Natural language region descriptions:
* * * * * * * * *

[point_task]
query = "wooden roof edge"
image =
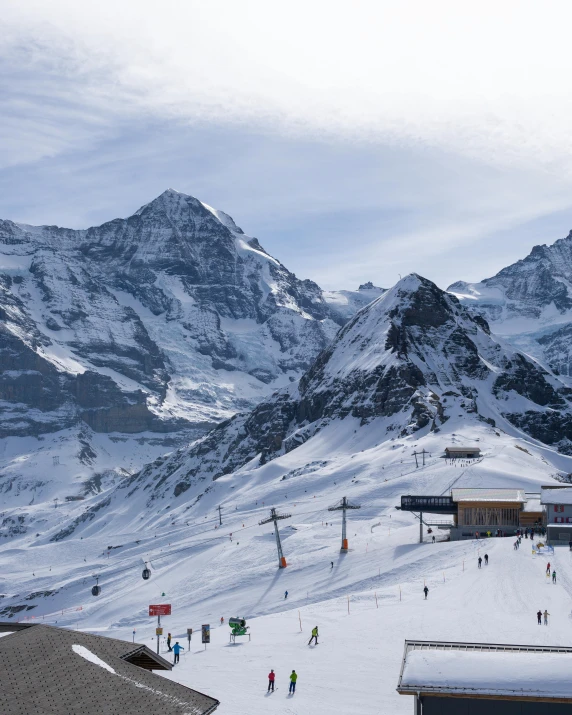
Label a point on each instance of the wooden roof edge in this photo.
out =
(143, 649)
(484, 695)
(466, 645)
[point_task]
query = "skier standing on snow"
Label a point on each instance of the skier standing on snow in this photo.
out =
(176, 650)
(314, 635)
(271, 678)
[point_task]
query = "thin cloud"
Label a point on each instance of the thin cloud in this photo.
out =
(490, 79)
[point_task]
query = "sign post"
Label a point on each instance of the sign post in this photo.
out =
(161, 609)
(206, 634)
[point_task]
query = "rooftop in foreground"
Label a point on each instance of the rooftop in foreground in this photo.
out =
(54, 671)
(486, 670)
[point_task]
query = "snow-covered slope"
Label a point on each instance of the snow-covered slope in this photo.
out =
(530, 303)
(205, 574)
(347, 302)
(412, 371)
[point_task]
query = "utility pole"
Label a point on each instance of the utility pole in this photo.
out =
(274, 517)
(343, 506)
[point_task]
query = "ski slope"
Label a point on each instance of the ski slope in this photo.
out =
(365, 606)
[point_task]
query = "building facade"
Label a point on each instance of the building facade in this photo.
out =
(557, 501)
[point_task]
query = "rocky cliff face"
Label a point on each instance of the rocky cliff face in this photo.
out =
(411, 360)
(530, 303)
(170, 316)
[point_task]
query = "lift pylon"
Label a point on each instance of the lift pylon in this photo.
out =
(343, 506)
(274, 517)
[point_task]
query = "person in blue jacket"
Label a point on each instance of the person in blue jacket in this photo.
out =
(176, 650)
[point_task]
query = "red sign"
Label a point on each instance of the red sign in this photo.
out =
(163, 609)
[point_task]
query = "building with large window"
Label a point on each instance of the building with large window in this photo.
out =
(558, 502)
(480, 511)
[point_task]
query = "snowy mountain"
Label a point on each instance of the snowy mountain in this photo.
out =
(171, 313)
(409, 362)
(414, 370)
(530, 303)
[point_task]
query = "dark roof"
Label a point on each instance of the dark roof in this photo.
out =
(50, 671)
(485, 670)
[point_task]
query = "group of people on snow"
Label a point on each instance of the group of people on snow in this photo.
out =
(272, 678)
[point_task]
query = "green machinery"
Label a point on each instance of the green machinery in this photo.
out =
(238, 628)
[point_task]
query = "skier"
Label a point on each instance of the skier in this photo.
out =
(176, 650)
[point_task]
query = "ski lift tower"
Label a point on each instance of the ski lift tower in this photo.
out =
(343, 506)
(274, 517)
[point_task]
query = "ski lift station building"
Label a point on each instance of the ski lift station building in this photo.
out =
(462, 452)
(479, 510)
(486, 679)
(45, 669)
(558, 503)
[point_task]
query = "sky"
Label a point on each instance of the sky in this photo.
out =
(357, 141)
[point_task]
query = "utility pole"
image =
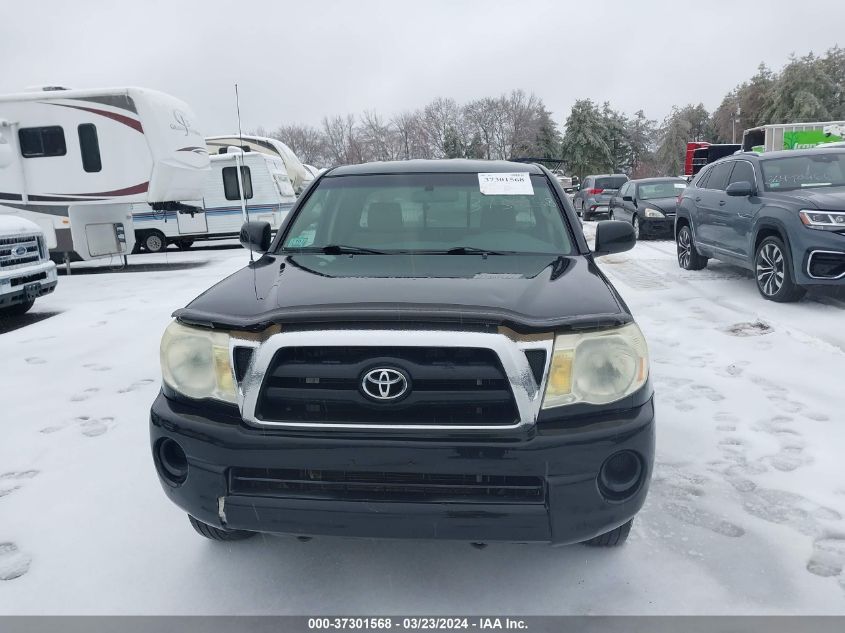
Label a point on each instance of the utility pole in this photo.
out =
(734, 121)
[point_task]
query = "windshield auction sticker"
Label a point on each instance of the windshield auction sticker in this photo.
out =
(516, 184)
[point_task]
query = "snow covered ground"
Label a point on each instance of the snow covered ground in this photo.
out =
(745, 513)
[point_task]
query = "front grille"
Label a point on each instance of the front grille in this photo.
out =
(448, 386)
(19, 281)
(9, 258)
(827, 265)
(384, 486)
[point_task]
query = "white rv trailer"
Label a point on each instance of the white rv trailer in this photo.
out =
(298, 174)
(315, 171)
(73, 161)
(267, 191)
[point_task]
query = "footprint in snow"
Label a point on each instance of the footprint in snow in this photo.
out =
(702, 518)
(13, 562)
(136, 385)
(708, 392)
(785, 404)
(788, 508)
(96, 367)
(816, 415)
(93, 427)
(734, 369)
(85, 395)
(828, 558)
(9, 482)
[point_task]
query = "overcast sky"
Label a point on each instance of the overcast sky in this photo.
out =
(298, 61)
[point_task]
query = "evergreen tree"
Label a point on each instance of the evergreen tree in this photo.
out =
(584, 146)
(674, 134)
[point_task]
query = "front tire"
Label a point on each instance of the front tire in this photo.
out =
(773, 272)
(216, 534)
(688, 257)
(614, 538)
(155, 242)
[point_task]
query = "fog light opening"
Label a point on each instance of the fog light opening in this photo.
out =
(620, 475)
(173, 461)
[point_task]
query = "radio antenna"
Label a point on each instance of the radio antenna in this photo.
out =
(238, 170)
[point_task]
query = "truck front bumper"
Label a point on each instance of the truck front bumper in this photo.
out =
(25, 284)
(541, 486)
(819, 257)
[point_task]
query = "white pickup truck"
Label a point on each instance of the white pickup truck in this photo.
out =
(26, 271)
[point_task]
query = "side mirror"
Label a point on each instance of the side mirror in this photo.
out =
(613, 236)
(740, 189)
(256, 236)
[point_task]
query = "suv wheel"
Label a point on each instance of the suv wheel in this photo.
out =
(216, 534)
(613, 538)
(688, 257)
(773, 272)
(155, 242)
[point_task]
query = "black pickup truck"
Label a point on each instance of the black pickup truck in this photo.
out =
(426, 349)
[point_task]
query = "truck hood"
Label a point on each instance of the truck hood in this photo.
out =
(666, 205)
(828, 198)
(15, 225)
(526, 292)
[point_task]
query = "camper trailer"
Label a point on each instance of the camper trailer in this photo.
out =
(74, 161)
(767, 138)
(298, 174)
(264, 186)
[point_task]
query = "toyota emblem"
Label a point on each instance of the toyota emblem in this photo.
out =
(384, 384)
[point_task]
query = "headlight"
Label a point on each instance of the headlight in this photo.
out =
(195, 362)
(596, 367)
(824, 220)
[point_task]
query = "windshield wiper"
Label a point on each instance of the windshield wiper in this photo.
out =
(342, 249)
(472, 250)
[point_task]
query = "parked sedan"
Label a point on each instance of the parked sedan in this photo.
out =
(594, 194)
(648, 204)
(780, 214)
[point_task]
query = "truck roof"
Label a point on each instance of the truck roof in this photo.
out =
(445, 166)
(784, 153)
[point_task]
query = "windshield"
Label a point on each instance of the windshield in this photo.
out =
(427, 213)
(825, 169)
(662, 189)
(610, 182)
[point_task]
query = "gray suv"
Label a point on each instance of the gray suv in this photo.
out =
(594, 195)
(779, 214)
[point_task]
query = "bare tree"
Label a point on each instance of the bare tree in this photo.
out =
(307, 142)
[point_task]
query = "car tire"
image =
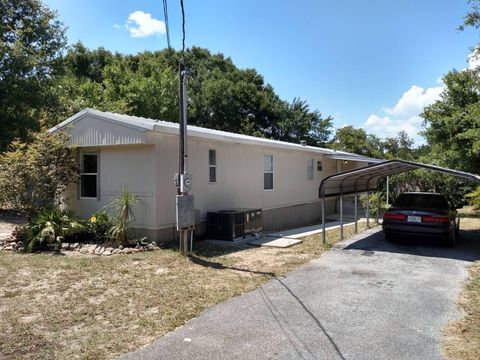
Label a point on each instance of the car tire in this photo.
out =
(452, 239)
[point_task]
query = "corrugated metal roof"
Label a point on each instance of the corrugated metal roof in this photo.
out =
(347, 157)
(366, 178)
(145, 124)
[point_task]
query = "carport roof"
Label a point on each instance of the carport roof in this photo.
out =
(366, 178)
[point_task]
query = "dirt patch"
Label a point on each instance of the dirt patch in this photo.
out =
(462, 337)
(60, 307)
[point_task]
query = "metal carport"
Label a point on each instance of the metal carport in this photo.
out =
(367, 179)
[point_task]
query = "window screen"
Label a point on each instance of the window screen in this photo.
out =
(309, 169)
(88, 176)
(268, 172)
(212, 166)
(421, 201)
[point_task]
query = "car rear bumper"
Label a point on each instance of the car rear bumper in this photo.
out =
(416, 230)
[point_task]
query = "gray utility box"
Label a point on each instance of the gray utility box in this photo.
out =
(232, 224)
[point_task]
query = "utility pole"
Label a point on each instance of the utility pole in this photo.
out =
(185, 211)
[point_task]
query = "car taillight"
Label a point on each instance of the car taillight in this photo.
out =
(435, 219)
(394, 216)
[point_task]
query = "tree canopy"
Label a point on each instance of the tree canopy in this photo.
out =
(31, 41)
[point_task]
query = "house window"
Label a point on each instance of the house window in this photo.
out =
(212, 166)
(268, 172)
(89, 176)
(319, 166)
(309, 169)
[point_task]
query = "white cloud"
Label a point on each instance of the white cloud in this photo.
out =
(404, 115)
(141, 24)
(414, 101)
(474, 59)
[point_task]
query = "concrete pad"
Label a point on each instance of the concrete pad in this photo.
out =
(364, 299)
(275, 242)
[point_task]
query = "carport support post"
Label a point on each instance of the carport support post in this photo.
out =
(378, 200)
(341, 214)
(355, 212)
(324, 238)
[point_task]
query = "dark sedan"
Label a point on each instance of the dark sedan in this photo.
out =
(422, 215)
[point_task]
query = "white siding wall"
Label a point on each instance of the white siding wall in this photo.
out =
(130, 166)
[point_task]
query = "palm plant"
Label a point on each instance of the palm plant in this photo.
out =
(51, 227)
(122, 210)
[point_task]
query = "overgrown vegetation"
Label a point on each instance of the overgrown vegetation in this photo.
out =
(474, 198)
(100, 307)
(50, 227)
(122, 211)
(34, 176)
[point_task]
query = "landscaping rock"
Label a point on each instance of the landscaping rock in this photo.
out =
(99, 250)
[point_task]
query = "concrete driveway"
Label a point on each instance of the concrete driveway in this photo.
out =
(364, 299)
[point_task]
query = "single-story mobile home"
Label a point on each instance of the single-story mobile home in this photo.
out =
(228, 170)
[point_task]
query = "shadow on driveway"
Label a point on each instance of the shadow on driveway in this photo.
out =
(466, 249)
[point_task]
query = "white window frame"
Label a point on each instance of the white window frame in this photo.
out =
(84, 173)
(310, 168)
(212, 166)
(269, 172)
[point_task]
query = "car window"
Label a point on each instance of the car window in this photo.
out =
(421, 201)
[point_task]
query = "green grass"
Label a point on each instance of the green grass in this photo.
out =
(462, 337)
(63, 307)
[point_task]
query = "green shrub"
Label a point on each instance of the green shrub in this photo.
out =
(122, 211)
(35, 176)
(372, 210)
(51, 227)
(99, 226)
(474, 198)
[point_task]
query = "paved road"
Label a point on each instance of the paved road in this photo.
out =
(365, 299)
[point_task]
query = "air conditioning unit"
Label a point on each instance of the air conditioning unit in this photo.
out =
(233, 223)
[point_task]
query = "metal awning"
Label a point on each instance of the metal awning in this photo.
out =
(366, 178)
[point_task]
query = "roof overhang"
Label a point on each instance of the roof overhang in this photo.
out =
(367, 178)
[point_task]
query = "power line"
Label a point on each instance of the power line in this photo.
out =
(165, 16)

* * * * * * * * *

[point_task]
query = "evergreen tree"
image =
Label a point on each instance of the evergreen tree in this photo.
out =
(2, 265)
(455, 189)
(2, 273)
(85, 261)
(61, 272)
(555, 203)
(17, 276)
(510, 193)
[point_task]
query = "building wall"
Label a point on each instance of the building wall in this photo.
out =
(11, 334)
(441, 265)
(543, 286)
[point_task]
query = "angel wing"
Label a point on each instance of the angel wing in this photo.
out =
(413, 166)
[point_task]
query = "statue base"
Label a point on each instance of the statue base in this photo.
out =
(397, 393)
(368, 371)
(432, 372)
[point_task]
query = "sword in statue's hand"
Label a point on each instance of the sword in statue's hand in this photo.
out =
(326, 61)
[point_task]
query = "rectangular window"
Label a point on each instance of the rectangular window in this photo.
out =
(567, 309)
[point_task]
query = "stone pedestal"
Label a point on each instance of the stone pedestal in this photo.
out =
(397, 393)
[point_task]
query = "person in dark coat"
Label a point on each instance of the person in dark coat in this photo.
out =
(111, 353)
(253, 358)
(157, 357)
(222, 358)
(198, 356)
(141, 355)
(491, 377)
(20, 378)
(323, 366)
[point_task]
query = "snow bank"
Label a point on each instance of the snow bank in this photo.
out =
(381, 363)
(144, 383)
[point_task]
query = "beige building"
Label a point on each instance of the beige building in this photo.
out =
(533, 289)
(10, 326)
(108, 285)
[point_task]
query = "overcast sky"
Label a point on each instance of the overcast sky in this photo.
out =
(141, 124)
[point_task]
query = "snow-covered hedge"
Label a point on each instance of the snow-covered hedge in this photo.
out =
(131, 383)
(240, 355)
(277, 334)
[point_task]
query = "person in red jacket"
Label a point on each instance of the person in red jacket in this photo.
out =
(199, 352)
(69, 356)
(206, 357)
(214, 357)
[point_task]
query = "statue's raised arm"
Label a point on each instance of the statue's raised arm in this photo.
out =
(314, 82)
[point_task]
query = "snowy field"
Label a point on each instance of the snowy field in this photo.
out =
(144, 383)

* * * * * * * * *

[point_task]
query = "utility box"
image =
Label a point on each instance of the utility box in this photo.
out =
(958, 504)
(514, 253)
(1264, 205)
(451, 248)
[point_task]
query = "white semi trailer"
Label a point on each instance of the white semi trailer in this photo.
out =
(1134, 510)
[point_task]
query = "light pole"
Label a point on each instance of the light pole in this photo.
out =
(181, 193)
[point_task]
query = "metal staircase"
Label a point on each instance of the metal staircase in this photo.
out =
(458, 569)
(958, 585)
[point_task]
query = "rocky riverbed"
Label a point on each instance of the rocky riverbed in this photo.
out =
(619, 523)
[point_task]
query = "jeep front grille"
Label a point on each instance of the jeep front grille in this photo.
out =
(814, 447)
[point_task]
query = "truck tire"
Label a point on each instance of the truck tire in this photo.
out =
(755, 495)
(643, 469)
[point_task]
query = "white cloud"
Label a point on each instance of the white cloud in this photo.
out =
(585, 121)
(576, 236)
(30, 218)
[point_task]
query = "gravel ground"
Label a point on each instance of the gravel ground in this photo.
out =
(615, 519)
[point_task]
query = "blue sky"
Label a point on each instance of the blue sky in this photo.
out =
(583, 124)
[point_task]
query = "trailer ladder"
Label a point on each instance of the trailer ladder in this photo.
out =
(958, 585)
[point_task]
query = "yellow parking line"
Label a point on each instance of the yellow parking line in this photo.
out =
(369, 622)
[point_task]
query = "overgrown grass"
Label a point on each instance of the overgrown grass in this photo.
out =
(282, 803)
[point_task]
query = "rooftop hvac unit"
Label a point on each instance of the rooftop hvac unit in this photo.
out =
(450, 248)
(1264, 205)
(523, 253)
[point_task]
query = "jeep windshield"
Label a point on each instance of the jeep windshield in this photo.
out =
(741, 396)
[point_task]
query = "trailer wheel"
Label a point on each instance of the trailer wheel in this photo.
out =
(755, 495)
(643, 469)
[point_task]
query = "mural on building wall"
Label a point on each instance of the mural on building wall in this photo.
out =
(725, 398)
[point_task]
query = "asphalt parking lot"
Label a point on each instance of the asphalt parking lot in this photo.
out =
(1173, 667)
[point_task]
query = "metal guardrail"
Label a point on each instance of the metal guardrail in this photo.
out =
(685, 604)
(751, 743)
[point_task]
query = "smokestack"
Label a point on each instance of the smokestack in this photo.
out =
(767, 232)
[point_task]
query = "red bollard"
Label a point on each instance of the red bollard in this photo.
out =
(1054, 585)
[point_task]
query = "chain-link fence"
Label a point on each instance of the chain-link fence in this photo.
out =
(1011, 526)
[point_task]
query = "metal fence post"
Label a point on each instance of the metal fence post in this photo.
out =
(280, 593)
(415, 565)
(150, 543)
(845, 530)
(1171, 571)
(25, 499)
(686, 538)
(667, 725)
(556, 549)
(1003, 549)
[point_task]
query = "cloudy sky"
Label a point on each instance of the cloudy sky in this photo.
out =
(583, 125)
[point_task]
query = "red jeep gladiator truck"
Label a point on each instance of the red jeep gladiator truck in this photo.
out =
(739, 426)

* * * * * * * * *

• _Your assignment_: Where does the string "trailer" appear in the records? Copy every line that holds it.

• _Answer to this exercise_:
query = "white rv trailer"
Label a point on each instance of the white rv trailer in this photo.
query = "camper trailer"
Label a point on each instance of the camper trailer in this photo.
query = "white semi trailer"
Label a point on each instance of the white semi trailer in this photo.
query = "trailer ladder"
Label a point on each instance of the trailer ladder in this photo.
query = "trailer wheel"
Label a point on each instance of the trailer wheel in this photo.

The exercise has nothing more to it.